**What the task asks:** In the entries that follow, the line with "Phrase: printed logo on sweatshirt" opens the range and the line with "display, one line per instance." closes it; repeat that range exactly, both lines included.

**Dataset entries:**

= Beginning of Section =

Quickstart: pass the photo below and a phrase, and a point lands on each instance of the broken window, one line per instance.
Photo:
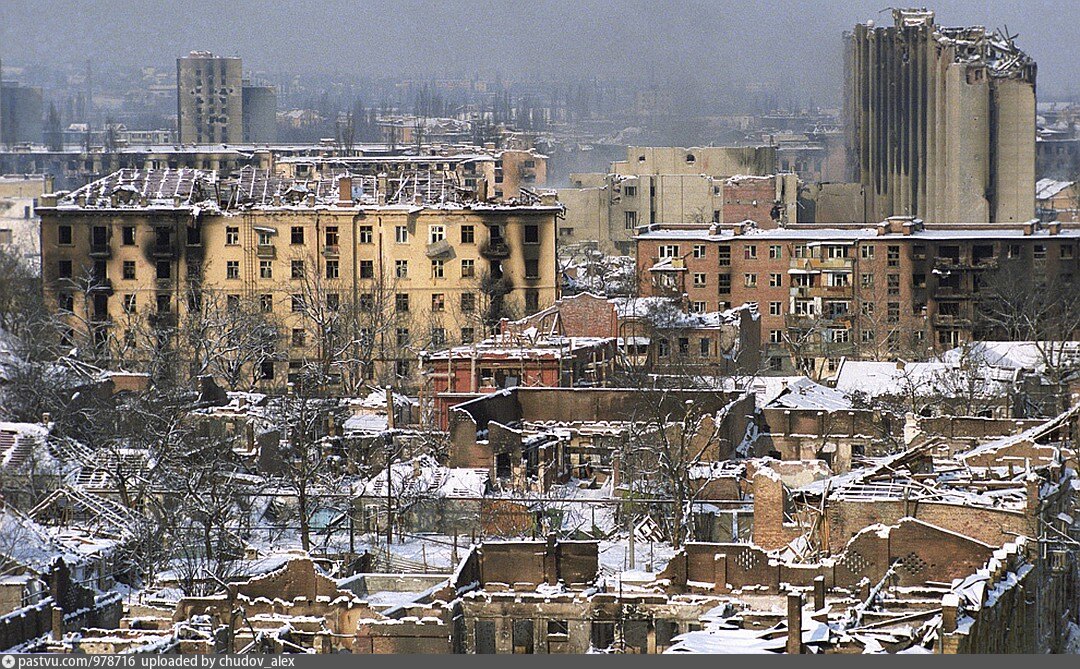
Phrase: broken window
(522, 637)
(603, 634)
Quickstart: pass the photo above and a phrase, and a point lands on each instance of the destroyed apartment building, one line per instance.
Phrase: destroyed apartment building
(408, 265)
(932, 550)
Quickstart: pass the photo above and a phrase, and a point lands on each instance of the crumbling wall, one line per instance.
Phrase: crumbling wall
(410, 636)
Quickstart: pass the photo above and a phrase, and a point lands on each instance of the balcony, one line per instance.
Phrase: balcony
(439, 249)
(100, 285)
(845, 263)
(495, 250)
(952, 292)
(949, 264)
(164, 251)
(838, 291)
(163, 319)
(945, 320)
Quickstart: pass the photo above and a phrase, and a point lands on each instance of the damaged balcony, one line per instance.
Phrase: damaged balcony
(495, 249)
(441, 249)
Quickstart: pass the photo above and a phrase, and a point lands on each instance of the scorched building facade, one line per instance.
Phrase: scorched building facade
(338, 279)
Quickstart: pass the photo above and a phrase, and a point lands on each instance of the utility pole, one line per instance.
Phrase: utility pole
(388, 441)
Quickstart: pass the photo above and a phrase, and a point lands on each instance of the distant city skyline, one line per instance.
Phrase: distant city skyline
(779, 45)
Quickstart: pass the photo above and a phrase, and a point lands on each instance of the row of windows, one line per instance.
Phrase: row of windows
(866, 252)
(297, 302)
(331, 235)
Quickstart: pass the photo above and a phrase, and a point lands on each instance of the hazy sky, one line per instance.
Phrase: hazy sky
(777, 41)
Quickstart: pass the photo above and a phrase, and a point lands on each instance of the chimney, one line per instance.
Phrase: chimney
(794, 624)
(551, 561)
(819, 592)
(57, 624)
(949, 604)
(390, 407)
(345, 190)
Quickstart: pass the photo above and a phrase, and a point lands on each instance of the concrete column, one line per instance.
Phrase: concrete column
(720, 573)
(819, 592)
(794, 624)
(949, 605)
(57, 624)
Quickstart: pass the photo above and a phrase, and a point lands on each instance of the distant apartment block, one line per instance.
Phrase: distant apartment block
(142, 254)
(661, 185)
(208, 98)
(898, 289)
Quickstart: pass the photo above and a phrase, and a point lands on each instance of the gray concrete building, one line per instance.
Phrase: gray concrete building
(208, 98)
(259, 114)
(21, 114)
(940, 121)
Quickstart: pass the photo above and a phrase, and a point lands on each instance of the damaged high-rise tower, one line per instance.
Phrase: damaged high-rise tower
(940, 121)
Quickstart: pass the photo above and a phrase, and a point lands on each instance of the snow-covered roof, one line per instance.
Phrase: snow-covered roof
(30, 545)
(423, 477)
(805, 393)
(1029, 356)
(1048, 188)
(528, 344)
(665, 312)
(876, 378)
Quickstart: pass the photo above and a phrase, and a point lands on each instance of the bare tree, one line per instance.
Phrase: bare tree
(310, 460)
(1020, 305)
(352, 333)
(229, 336)
(664, 444)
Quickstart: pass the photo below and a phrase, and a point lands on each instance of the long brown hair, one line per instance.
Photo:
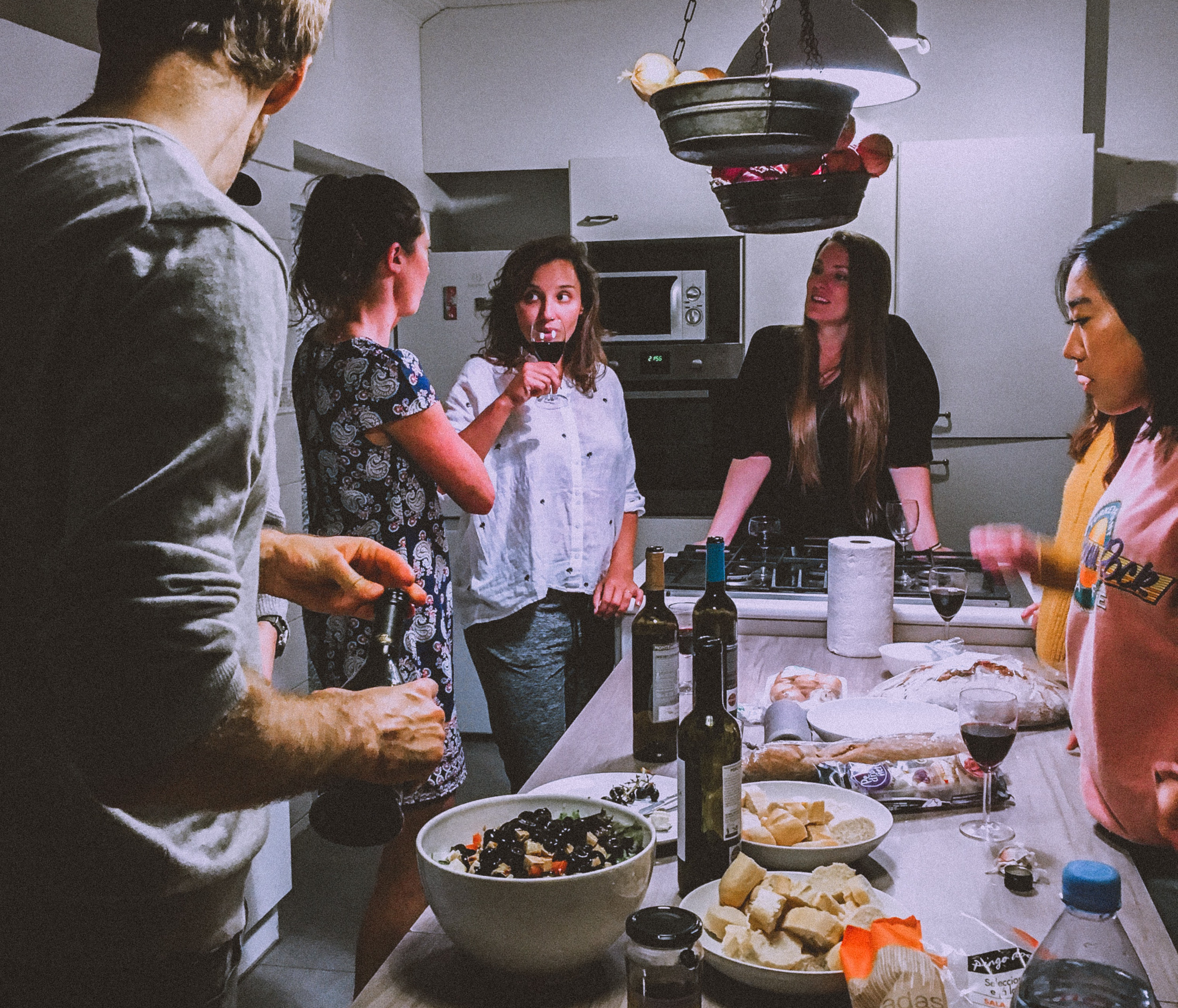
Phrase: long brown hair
(864, 370)
(1125, 430)
(505, 344)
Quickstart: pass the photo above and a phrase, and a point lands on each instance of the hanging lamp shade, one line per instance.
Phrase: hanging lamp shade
(898, 19)
(854, 51)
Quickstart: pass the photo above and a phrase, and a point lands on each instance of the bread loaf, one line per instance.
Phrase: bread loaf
(798, 761)
(1040, 700)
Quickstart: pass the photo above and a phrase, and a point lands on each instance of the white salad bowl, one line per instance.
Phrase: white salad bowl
(532, 925)
(807, 859)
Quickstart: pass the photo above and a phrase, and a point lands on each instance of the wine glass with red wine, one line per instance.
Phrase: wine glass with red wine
(990, 721)
(548, 342)
(946, 589)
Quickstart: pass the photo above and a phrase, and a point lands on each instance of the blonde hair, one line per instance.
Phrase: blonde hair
(864, 370)
(263, 41)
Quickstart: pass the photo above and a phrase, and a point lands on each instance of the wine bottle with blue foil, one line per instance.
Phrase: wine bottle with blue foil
(655, 669)
(710, 775)
(715, 616)
(359, 813)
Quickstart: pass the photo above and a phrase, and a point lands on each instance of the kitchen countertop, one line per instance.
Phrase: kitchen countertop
(925, 862)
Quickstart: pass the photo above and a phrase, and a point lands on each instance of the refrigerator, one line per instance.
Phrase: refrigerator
(446, 331)
(982, 227)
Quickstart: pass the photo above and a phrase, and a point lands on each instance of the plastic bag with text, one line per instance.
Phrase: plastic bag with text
(986, 971)
(887, 966)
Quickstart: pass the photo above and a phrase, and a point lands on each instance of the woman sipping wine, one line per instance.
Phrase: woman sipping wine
(539, 580)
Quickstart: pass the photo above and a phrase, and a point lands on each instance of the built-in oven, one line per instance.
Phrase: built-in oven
(677, 386)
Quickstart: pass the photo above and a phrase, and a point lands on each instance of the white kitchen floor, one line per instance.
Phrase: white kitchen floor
(311, 966)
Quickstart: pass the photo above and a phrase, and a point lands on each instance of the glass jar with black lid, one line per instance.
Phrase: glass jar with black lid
(663, 958)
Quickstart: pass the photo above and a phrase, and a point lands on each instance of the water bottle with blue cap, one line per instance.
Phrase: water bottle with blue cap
(1087, 958)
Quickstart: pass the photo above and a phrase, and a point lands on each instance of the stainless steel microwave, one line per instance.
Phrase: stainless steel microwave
(655, 305)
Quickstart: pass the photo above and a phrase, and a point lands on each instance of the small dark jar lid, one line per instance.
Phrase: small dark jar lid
(665, 927)
(1018, 879)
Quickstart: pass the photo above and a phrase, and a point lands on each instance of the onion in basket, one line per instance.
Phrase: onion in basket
(653, 72)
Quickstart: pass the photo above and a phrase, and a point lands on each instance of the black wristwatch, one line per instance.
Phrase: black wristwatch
(284, 631)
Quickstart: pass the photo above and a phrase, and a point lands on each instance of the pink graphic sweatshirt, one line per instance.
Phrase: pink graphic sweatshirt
(1123, 643)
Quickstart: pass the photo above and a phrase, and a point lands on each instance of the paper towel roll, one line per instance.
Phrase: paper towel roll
(860, 572)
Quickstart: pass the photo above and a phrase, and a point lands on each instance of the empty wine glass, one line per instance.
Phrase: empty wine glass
(903, 518)
(946, 589)
(760, 528)
(990, 721)
(548, 342)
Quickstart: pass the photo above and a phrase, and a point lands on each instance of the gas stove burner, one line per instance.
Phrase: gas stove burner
(800, 572)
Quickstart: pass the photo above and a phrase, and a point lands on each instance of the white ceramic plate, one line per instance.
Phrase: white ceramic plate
(870, 718)
(779, 981)
(599, 786)
(807, 859)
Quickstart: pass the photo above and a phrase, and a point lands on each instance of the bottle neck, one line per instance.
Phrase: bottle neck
(715, 565)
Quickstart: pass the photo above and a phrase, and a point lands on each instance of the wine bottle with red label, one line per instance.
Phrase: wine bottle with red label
(655, 671)
(710, 775)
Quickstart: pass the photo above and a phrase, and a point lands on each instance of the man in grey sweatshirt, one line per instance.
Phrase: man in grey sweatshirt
(144, 320)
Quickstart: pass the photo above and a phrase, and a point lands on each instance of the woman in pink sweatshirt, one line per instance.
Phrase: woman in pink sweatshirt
(1120, 285)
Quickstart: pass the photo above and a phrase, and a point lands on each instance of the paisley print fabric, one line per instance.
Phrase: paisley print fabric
(355, 488)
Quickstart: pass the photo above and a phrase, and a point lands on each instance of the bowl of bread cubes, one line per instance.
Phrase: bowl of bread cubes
(797, 826)
(783, 931)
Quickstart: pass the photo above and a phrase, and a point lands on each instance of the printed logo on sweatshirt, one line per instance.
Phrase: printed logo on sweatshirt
(1103, 565)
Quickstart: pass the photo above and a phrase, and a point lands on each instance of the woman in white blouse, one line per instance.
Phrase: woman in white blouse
(539, 580)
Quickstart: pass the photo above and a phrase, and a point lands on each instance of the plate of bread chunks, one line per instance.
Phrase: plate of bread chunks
(783, 931)
(798, 826)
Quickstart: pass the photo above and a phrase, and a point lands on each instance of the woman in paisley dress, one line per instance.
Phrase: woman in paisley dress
(376, 449)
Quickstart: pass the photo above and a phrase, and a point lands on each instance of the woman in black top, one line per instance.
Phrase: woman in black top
(834, 417)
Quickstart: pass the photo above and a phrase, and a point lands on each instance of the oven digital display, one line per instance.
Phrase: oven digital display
(655, 364)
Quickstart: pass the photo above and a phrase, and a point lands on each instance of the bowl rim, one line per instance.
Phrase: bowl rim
(772, 969)
(498, 800)
(832, 851)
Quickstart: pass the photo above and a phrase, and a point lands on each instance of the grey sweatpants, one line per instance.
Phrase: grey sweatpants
(539, 668)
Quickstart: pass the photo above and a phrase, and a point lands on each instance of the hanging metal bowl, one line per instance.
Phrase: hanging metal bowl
(788, 205)
(736, 122)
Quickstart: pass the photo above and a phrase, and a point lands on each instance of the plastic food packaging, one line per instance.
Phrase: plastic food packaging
(916, 786)
(889, 966)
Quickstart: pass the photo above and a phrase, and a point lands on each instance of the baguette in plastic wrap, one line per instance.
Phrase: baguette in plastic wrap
(799, 761)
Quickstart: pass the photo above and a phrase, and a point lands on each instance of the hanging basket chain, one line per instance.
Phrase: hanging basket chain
(769, 8)
(682, 39)
(809, 41)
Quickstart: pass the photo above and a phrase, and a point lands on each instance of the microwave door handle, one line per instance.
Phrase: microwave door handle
(677, 309)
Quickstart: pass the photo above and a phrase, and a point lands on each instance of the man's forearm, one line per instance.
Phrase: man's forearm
(271, 746)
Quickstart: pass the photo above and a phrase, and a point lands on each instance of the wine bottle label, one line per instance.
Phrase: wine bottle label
(731, 679)
(665, 683)
(731, 776)
(681, 815)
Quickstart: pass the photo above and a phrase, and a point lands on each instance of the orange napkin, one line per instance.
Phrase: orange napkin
(889, 961)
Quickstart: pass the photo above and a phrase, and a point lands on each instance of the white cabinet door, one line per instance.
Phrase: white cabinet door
(982, 228)
(652, 196)
(979, 482)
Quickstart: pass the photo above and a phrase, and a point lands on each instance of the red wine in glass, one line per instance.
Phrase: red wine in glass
(989, 744)
(948, 601)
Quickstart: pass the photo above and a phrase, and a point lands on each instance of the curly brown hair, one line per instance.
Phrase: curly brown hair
(506, 344)
(263, 41)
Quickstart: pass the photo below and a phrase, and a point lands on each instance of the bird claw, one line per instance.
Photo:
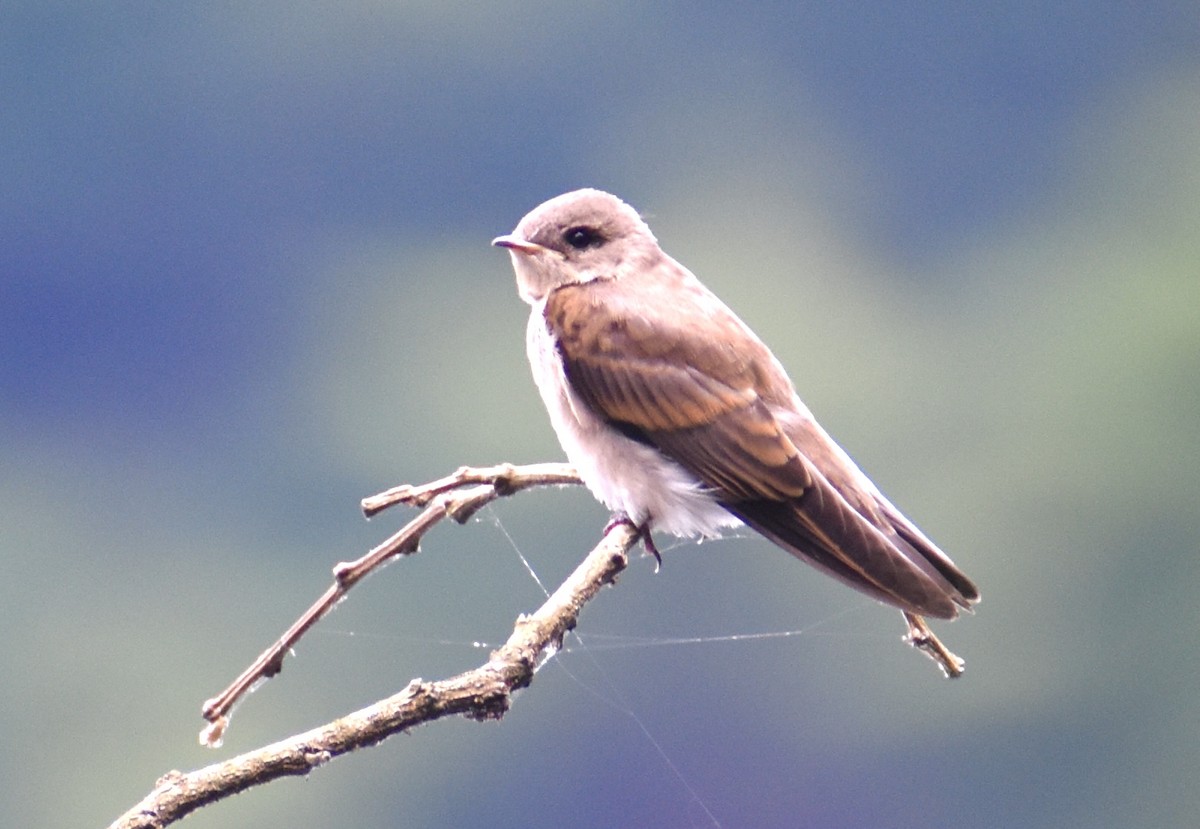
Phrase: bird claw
(643, 534)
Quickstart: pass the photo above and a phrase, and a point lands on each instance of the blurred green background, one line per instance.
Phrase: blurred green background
(245, 280)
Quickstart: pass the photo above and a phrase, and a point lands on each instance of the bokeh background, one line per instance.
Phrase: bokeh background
(245, 280)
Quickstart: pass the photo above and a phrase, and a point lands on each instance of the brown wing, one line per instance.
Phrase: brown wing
(671, 366)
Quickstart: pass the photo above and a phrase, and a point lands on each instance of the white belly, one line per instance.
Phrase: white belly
(624, 474)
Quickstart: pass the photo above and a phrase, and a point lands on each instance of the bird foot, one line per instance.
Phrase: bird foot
(643, 534)
(921, 637)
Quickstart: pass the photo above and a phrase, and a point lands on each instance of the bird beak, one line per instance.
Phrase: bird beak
(519, 245)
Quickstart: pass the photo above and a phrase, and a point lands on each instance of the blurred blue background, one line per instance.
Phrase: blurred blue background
(245, 280)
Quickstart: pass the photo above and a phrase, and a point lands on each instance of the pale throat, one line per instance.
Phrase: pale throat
(625, 475)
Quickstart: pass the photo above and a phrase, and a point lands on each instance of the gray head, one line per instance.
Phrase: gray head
(577, 236)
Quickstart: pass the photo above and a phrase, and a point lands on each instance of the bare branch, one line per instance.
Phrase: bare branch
(481, 694)
(456, 497)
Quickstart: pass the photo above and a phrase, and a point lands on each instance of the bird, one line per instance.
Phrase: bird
(681, 420)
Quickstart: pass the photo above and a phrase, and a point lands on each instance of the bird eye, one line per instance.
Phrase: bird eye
(581, 236)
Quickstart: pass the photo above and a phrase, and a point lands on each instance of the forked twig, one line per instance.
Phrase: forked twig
(457, 497)
(481, 694)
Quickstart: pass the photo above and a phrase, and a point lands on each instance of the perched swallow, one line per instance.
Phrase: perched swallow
(679, 418)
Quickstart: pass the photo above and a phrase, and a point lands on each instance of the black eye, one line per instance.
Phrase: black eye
(582, 236)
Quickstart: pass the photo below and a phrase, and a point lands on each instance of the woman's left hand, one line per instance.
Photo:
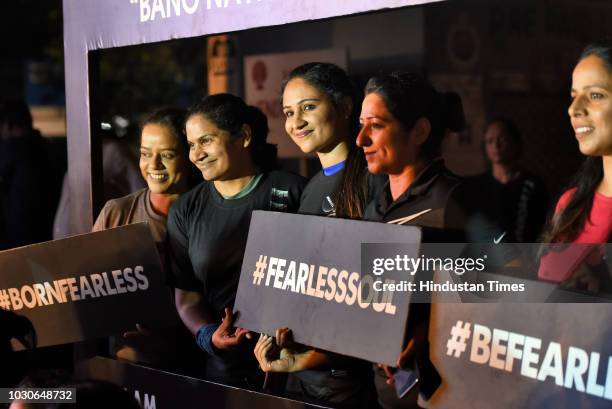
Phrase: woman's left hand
(287, 359)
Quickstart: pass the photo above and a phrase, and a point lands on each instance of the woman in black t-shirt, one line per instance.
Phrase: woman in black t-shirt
(403, 121)
(319, 107)
(208, 226)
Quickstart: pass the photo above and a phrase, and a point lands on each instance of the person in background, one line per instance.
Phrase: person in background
(511, 195)
(29, 181)
(583, 214)
(208, 227)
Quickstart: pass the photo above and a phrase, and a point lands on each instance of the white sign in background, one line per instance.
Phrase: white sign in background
(263, 76)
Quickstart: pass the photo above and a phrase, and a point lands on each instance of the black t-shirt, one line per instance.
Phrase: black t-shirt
(519, 206)
(317, 196)
(207, 234)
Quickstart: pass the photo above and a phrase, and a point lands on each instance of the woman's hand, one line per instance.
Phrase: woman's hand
(227, 336)
(414, 344)
(271, 358)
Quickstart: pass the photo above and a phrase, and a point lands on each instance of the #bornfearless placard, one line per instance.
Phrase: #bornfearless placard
(305, 273)
(87, 286)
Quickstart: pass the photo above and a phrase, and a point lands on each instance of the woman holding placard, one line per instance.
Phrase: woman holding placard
(318, 103)
(403, 121)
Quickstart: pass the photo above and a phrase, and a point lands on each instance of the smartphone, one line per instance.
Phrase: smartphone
(405, 380)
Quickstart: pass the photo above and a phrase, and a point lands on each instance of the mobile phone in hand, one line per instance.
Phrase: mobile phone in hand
(404, 381)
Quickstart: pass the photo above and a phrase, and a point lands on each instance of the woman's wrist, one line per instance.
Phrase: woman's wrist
(204, 338)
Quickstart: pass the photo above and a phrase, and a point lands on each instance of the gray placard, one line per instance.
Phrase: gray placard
(86, 286)
(528, 355)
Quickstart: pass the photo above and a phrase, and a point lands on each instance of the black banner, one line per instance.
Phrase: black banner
(162, 390)
(87, 286)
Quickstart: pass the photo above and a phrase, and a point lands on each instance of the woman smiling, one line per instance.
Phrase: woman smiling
(164, 164)
(208, 227)
(584, 212)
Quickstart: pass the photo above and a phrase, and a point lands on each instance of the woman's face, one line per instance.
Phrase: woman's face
(591, 108)
(310, 117)
(212, 150)
(388, 147)
(162, 162)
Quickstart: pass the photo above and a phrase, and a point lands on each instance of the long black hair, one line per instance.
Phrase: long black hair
(409, 97)
(230, 113)
(569, 221)
(351, 194)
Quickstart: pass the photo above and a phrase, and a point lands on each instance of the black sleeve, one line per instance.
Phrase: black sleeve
(180, 272)
(295, 188)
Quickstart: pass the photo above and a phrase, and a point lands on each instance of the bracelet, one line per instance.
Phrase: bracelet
(204, 338)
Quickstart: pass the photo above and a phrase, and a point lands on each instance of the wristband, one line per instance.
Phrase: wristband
(204, 338)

= End of Section =

**Solution to the problem:**
Phrase: printed logo on sweatshirt
(1103, 565)
Quickstart: pass the photo above and a phrase, and a point lands on each instance of the woman in white blouse, one line per instance.
Phrase: woman in white blouse
(539, 580)
Quickstart: pass the photo above and a phrase, and a point lands on each instance of the plate of bread chunks, one line per instance.
Phrase: plate of bread chunks
(783, 931)
(798, 826)
Quickstart: pass the photo above and a phrase, and a point lands on each instance of the woman in paisley dress, one line per instance.
Phrase: woman in paisley dress
(376, 449)
Quickstart: pass the photo above and a phrase, and a point lands on each instance of the woman in black top, one line per instance.
Phrase: woman in black top
(834, 417)
Quickstart: pass the photo above and a phrase, and a point lands on each instance of the oven digital display, one line per instance.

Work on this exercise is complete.